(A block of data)

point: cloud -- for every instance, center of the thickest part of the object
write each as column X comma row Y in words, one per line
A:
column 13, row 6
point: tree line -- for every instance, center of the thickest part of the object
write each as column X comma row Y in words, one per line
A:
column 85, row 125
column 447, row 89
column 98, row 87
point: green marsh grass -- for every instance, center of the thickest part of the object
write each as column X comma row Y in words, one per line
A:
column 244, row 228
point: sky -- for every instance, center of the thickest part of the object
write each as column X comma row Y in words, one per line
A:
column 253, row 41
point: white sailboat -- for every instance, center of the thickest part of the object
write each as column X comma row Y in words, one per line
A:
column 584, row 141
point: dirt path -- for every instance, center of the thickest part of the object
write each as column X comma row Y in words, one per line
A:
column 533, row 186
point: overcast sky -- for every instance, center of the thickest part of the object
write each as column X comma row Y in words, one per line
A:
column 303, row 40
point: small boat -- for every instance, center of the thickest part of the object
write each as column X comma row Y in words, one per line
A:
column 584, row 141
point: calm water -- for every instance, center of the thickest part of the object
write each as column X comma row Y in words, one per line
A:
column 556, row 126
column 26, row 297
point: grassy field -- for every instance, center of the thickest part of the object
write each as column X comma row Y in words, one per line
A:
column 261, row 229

> [EXERCISE TASK]: Copy every one of the items above without changing a single character.

> [PROBLEM SOLUTION]:
point: cloud -- for every instance, center of the thickest part of the object
write each as column X comma row Y in words, one per line
A:
column 13, row 6
point: tree line -- for every instance, center of the thickest part of the object
write each as column X comma row Y in words, one per line
A:
column 85, row 125
column 447, row 89
column 98, row 87
point: green marsh grass -- for every instance, center of the thickest part of the object
write each as column X comma row Y in words, one per line
A:
column 244, row 228
point: sky -- for every instance, center of the thickest part of the object
write each as column X comma row Y in words, one per line
A:
column 253, row 41
point: white sailboat -- for every instance, center of the thickest part of the object
write each as column X comma row Y in words, one per line
A:
column 584, row 141
point: dirt path -- for every instance, center of the thickest part of the object
write each as column X comma row Y in words, one per line
A:
column 533, row 186
point: overcast sky -- for every instance, center of the thickest part of the object
write each as column X comma row Y in words, one per line
A:
column 303, row 40
point: small boat -- for every instance, center of the thickest part of the object
write each as column X comma row Y in words, one per line
A:
column 584, row 141
point: calm water -- for every instance, center of the thickest part of the object
write each as column X comma row Y in words, one per line
A:
column 556, row 126
column 26, row 297
point: grassy field -- for every instance, center of the thickest part of the object
write each as column X comma row Y in words, one per line
A:
column 261, row 229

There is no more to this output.